### Your instructions
Please reproduce every record, keeping each one exactly as written.
****************
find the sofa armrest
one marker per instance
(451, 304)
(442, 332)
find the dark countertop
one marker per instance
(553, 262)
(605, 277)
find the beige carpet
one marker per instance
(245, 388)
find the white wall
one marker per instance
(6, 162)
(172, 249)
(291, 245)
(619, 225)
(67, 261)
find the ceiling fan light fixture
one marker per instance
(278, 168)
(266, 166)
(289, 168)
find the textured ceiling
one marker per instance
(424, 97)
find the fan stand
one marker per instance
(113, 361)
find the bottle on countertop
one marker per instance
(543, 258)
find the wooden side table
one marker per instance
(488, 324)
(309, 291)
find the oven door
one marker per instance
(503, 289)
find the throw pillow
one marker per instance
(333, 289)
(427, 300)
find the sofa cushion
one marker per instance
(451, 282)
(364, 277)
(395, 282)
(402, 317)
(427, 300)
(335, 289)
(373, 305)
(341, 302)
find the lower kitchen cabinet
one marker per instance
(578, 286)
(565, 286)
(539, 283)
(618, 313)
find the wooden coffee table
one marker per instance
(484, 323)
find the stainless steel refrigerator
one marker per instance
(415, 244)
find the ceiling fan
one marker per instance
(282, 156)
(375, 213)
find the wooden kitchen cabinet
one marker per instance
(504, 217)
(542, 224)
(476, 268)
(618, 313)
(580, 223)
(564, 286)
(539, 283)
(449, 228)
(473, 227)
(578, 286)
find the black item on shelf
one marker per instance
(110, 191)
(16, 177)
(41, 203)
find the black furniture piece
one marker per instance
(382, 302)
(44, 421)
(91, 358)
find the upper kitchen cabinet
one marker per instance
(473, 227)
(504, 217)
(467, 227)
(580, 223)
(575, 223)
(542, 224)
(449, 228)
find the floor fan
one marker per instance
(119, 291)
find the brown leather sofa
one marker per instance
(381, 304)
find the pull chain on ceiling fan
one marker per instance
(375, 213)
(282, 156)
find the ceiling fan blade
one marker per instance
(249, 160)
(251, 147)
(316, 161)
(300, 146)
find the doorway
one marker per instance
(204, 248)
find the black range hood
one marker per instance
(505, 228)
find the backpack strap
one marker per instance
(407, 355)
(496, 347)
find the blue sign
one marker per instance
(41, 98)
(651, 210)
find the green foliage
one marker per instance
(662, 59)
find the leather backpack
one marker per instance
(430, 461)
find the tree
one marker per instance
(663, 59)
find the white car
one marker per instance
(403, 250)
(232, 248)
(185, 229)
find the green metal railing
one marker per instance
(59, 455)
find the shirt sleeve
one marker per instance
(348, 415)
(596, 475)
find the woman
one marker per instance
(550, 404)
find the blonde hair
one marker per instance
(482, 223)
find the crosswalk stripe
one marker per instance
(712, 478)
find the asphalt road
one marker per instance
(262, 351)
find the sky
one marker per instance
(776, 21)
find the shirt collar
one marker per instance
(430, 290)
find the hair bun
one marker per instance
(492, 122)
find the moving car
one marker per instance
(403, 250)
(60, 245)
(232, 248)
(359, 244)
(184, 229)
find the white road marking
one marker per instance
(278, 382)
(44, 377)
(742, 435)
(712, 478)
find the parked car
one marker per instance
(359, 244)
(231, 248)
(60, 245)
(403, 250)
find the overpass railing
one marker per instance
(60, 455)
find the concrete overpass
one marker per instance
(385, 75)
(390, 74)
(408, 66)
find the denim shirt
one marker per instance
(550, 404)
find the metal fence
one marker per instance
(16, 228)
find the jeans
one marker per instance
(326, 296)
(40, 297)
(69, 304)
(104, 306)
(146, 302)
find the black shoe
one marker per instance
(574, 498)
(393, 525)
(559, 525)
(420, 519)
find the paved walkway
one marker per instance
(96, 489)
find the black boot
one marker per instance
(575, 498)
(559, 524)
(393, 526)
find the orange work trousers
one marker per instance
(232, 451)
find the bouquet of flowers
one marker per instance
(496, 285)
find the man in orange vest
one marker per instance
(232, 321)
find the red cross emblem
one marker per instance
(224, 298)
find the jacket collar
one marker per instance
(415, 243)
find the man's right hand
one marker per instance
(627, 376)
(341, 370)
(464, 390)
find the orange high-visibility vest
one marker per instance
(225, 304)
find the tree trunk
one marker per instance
****************
### Result
find the sofa armrest
one marker per instance
(451, 304)
(442, 332)
find the dark countertop
one marker per instance
(553, 262)
(605, 277)
find the beige carpet
one marker per instance
(245, 388)
find the white wall
one marker per instance
(6, 162)
(172, 249)
(291, 245)
(619, 225)
(67, 261)
find the ceiling fan light fixture
one marker per instance
(278, 168)
(266, 166)
(289, 168)
find the textured ceiling
one marker per instance
(424, 97)
find the fan stand
one marker per instance
(113, 361)
find the bottle on countertop
one marker per instance
(543, 258)
find the wooden side table
one marker per instance
(488, 324)
(309, 291)
find the oven door
one marker per instance
(503, 289)
find the throw pillow
one marker per instance
(333, 289)
(427, 300)
find the sofa cushion
one marker per instance
(451, 282)
(364, 277)
(395, 282)
(402, 317)
(427, 300)
(335, 289)
(373, 305)
(341, 302)
find the lower kitchen cabinet
one marker per instance
(578, 286)
(565, 286)
(539, 283)
(618, 313)
find the wooden coffee table
one marker per instance
(484, 323)
find the stainless steel refrigerator
one marker per instance
(415, 244)
find the ceiling fan
one marker per instance
(282, 156)
(375, 213)
find the wooden kitchen cabinet
one marker per instance
(504, 217)
(542, 224)
(476, 268)
(618, 313)
(580, 223)
(564, 286)
(539, 283)
(449, 228)
(473, 227)
(578, 286)
find the black item on shelf
one marker per instance
(110, 191)
(16, 177)
(41, 203)
find the black furniture piece
one marker per instance
(382, 302)
(44, 421)
(91, 358)
find the upper kitchen cabinet
one marker per instance
(473, 227)
(504, 217)
(467, 227)
(580, 223)
(575, 223)
(542, 224)
(449, 228)
find the floor fan
one marker per instance
(119, 291)
find the brown leather sofa
one marker per instance
(381, 304)
find the pull chain on ceiling fan
one marker per instance
(375, 213)
(282, 156)
find the ceiling fan blade
one marker per instance
(249, 160)
(251, 147)
(316, 161)
(300, 146)
find the doorway
one marker per instance
(204, 248)
find the black range hood
one marker per instance
(505, 228)
find the backpack strap
one marker per instance
(407, 355)
(496, 347)
find the blue sign
one marker per instance
(41, 98)
(651, 210)
find the green foliage
one marker per instance
(662, 59)
find the leather backpack
one marker per instance
(430, 461)
find the tree
one marker per instance
(663, 59)
find the white car
one marker per instance
(403, 250)
(232, 248)
(185, 229)
find the green metal railing
one marker per instance
(59, 455)
find the shirt sleeve
one marker per instance
(348, 415)
(596, 475)
find the woman
one marker per instance
(550, 404)
find the blonde hair
one marker per instance
(482, 223)
find the crosswalk stripe
one marker per instance
(712, 478)
find the asphalt road
one marker per instance
(262, 351)
find the sky
one marker per instance
(776, 21)
find the shirt collar
one marker per instance
(430, 290)
find the hair bun
one marker per instance
(492, 122)
find the moving car
one marker per instance
(403, 250)
(60, 245)
(232, 248)
(359, 244)
(184, 229)
find the white road marking
one marker per instance
(278, 382)
(44, 377)
(742, 435)
(712, 478)
find the parked car
one marker per instance
(359, 244)
(231, 248)
(60, 245)
(403, 250)
find the overpass railing
one marker per instance
(60, 455)
find the concrete overpass
one marker per instance
(385, 75)
(390, 74)
(408, 66)
find the denim shirt
one marker per instance
(550, 404)
find the metal fence
one marker per instance
(16, 228)
find the jeans
one marker per instance
(326, 296)
(40, 297)
(69, 304)
(104, 306)
(146, 302)
find the black shoe
one marker per instance
(574, 498)
(393, 525)
(559, 525)
(420, 519)
find the paved walkway
one marker per instance
(96, 489)
find the black boot
one marker per instance
(575, 498)
(559, 524)
(393, 526)
find the orange work trousers
one marker per instance
(232, 451)
find the bouquet of flowers
one marker per instance
(496, 285)
find the man in orange vest
one marker per instance
(232, 321)
find the red cross emblem
one marker per instance
(224, 298)
find the jacket collar
one marker per instance
(415, 243)
find the man's right hand
one marker per instance
(627, 376)
(341, 370)
(464, 390)
find the orange high-visibility vest
one marker per instance
(225, 304)
find the tree trunk
one marker per instance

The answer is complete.